▶ [Text shown]

And he calls them a brood of vipers, you understand, and so it’s a dangerous game he’s playing, he’s telling the most respected, well-off folks of their society that they’re going to you-know-where in a you-know-what. Don’t tell me, he says, that Abraham is your ancestor . . . God can raise up ancestors for Abraham from those stones over there, with one hand tied behind God’s back. What matters is what fruit you produce, what you do with your lives . . . even now the ax is at the root of the trees, and every one that doesn’t bear good fruit will be cut down and thrown into the fire.

And . . . is it getting a little hot in here? Unquenchable fire? Where’s the brimstone? Matthew has more judgment-sayings – many in no uncertain terms – that all the other Gospels combined. My favorite kind of judgment sayings from Jesus are the ones that end up “and they’ll be thrown into the outer judgment where there will be wailing and gnashing of teeth,” which is found three times in Matthew and nowhere else.1 Now, we’re not supposed to believe that everybody who’s under God’s judgment is going to be burning, or grinding their teeth, or that it’s going to be real dark there . . . any more than we’re to take Jesus’ words about heaven literally, like the ones in the story about the thief on the cross. Jesus uses images for judgment that his Jewish audience would understand, and this fits right in with Matthew’s readers, who were probably largely Jewish as well. The point is that there will be judgment, and that’s never really pleasant.

And of course judgment is the flip side of Advent . . . we celebrate with breathless anticipation the coming of our Lord, the hope that it brings, we look for his coming in the present and in the future, when spears will be turned into pruning hooks and the mountain of the Lord shall be the highest mountain . . . and yet, we are clearly told – over and over – that judgment will accompany that final coming. No wonder people go up on mountain tops and down into caves when they think that it has arrived . . . like the woman on the front pew, they just want to get out of the way. But it’s not gonna happen, we’re all subject to judgment, and I have no more idea what it’s going to be than when it’s going to come, and I haven’t a clue about that.

▶ [Data extract]

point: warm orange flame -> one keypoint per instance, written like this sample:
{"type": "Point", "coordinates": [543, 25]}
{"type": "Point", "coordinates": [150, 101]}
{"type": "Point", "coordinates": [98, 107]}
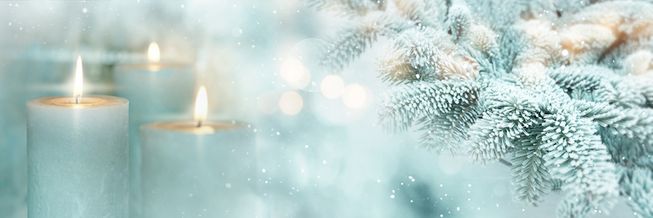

▶ [Exercise details]
Answer these questions about the sermon text above:
1. In the first paragraph, what does it say God can raise up ancestors for Abraham from?
2. How many times does the saying about wailing and gnashing of teeth appear in Matthew?
3. What is judgment called the flip side of?

▶ [Reply to the exercise]
1. From those stones over there.
2. Three times.
3. Advent.